# Passage for review
########

Moulvibazar Government Polytechnic Institute
- Type: Polytechnic Institute Engineering Institute
- Established: 2010
- Principal: Engineer Md. Alauddin
- Students: 3,200 students
- Location: Moulvibazar, Bangladesh 24°28′56″N 91°48′50″E﻿ / ﻿24.482174°N 91.813960°E
- Campus: Urban 2 acres (0.81 ha)
- Affiliations: Bangladesh Technical Education Board
- Website: mpi.moulvibazar.gov.bd

= Maulvibazar Polytechnic Institute =

Government Polytechnic Institute of Bangladesh

Moulvibazar Government Polytechnic Institute is a modern standard polytechnic institute in Bangladesh. The institute offers a four-year Diploma in Engineering program in four different departments.

########

# Given information
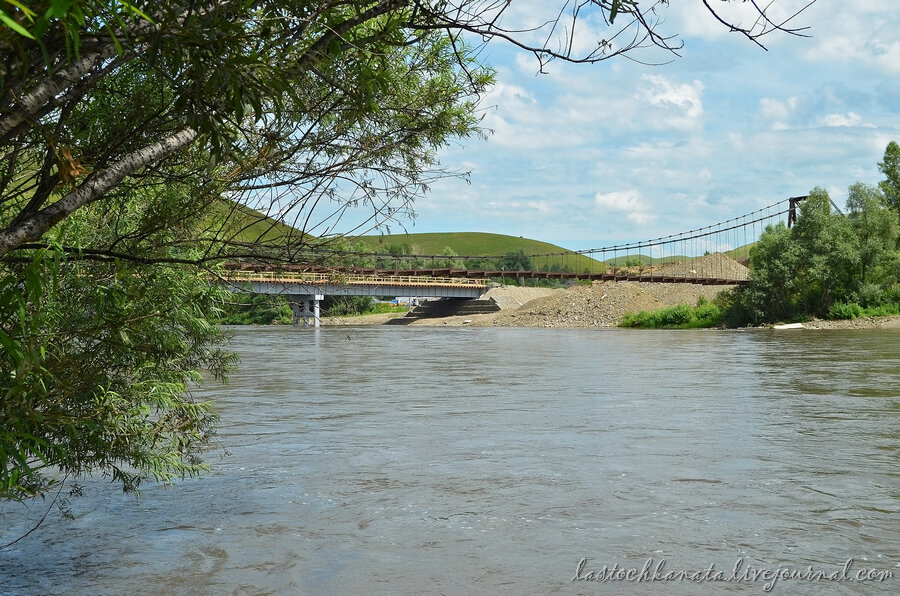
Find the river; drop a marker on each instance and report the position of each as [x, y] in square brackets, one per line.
[413, 460]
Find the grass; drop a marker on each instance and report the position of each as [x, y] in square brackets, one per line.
[684, 316]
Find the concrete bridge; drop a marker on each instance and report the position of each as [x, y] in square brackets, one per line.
[305, 290]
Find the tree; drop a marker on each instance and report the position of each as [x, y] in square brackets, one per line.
[876, 228]
[134, 136]
[772, 290]
[829, 253]
[890, 167]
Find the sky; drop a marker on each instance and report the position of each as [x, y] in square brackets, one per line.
[587, 156]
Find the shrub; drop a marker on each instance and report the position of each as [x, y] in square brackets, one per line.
[845, 310]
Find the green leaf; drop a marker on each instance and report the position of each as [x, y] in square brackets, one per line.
[12, 24]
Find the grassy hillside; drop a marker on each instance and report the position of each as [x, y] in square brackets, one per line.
[476, 244]
[237, 223]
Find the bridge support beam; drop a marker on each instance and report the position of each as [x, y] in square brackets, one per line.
[306, 307]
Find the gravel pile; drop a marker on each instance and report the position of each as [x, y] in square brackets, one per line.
[602, 304]
[712, 265]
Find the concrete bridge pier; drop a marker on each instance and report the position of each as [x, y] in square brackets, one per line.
[306, 307]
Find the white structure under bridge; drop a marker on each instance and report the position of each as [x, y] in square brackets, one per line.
[306, 290]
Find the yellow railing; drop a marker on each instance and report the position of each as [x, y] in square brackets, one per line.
[288, 277]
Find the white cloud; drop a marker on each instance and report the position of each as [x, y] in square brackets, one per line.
[629, 202]
[517, 120]
[848, 119]
[777, 113]
[680, 104]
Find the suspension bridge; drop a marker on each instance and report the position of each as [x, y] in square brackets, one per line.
[709, 255]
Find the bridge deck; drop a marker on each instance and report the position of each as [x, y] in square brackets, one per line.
[447, 278]
[337, 278]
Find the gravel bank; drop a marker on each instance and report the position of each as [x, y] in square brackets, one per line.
[602, 304]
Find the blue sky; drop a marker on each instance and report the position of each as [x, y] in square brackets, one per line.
[593, 155]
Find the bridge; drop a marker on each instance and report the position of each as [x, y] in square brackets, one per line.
[678, 258]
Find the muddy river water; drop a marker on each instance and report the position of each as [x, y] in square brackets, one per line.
[398, 460]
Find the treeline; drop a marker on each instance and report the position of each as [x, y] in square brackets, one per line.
[830, 264]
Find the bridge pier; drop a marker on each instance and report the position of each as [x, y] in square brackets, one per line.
[306, 307]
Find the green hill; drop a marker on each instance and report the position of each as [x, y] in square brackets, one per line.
[478, 244]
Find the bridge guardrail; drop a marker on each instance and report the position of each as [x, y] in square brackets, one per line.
[288, 277]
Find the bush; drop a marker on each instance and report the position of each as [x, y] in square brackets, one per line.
[845, 310]
[683, 316]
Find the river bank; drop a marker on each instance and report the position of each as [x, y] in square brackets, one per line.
[602, 304]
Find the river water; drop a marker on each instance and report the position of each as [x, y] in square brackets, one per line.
[398, 460]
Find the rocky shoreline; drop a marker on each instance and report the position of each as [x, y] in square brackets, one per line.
[600, 305]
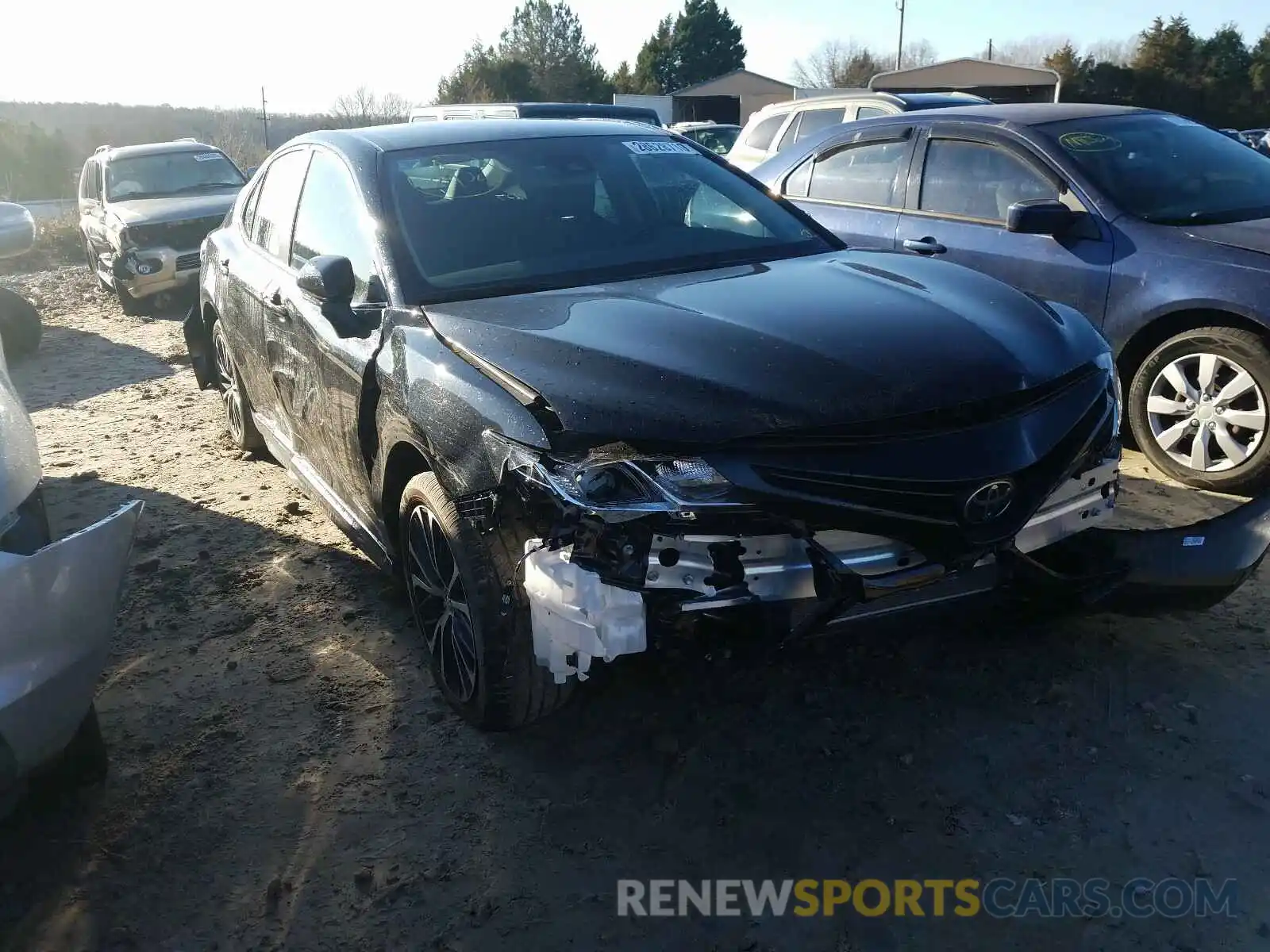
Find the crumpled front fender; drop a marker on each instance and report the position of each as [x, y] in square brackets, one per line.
[57, 611]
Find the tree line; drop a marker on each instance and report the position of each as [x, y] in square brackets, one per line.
[544, 55]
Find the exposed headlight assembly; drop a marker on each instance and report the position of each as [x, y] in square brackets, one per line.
[1106, 361]
[615, 479]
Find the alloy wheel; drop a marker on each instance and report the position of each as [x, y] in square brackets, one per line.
[232, 391]
[440, 603]
[1206, 413]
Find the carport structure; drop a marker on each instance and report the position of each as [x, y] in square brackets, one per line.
[999, 82]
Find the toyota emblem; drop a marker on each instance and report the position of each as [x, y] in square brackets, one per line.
[990, 501]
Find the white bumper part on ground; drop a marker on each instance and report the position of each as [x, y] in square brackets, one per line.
[573, 612]
[57, 613]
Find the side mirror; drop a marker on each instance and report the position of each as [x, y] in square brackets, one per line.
[17, 230]
[329, 278]
[1041, 216]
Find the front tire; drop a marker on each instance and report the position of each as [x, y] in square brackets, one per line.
[480, 651]
[234, 399]
[1198, 408]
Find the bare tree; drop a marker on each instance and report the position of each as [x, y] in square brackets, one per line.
[1029, 51]
[1118, 52]
[920, 52]
[837, 63]
[364, 107]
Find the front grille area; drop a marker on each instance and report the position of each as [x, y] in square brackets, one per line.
[178, 235]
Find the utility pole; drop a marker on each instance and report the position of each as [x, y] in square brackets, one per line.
[899, 50]
[264, 121]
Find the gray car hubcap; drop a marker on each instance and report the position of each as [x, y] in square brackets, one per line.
[1206, 413]
[230, 390]
[441, 603]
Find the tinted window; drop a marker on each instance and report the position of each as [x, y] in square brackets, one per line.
[978, 181]
[816, 120]
[332, 220]
[762, 135]
[864, 175]
[1168, 169]
[505, 216]
[276, 209]
[171, 175]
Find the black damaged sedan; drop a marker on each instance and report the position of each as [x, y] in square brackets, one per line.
[581, 381]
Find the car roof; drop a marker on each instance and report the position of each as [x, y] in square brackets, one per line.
[1020, 113]
[158, 149]
[423, 135]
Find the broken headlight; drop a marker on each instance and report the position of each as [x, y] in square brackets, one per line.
[616, 478]
[1106, 361]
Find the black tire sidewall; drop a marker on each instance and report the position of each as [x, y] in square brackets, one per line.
[480, 585]
[1244, 348]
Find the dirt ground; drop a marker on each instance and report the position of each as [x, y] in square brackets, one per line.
[285, 774]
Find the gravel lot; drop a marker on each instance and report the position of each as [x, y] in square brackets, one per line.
[285, 776]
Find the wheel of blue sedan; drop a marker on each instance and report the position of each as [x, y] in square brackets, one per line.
[474, 625]
[1198, 409]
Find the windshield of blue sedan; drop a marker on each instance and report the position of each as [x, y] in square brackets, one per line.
[169, 175]
[537, 213]
[1166, 169]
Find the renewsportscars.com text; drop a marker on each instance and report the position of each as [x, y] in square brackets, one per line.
[999, 898]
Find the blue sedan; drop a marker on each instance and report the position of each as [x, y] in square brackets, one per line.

########

# Prompt 1
Decide whether each statement below agrees with the passage on Moulvibazar Government Polytechnic Institute, answering yes or no and quoting the words of the passage that settle it: (a) The institute was established in 2010. (b) The institute is affiliated with the Bangladesh Technical Education Board. (c) The Diploma in Engineering program lasts three years.
# Prompt 2
Extend the passage on Moulvibazar Government Polytechnic Institute with a few sentences that pick up after its final sentence.

# Task response 1
(a) Yes: "Established: 2010"
(b) Yes: "Affiliations: Bangladesh Technical Education Board"
(c) No: "The institute offers a four-year Diploma in Engineering program in four different departments."

# Task response 2
==History==
Moulvibazar Government Polytechnic Institute is located on four acres of land in Matarcapon, Moulvibazar district. To expand engineering education, former Minister of Finance and Planning of the Government of the People’s Republic of Bangladesh, M. Saifur Rahman, laid the foundation stone of the institute on 6 Falgun 1412 (18 February 2006).

On 13 October 2010, the official administrative activities of the institution began by appointing one teacher as acting principal through transfer. Later, one teacher each was appointed to the Computer and Electronics departments in the same process. Academic activities started on 23 October 2010, in the 2010–2011 academic year, with the enrollment of 186 students in Computer and Electronics Technology in the 1st and 2nd shifts (91+95). Later, two more technologies were introduced.

In RAC Technology, a total of 96 students (48+48) were admitted in the 1st and 2nd shifts.
Hostel facilities: There is only one four-story hostel building with a capacity of 96 students. Hostel activities started in July 2012 with 96 seats allocated.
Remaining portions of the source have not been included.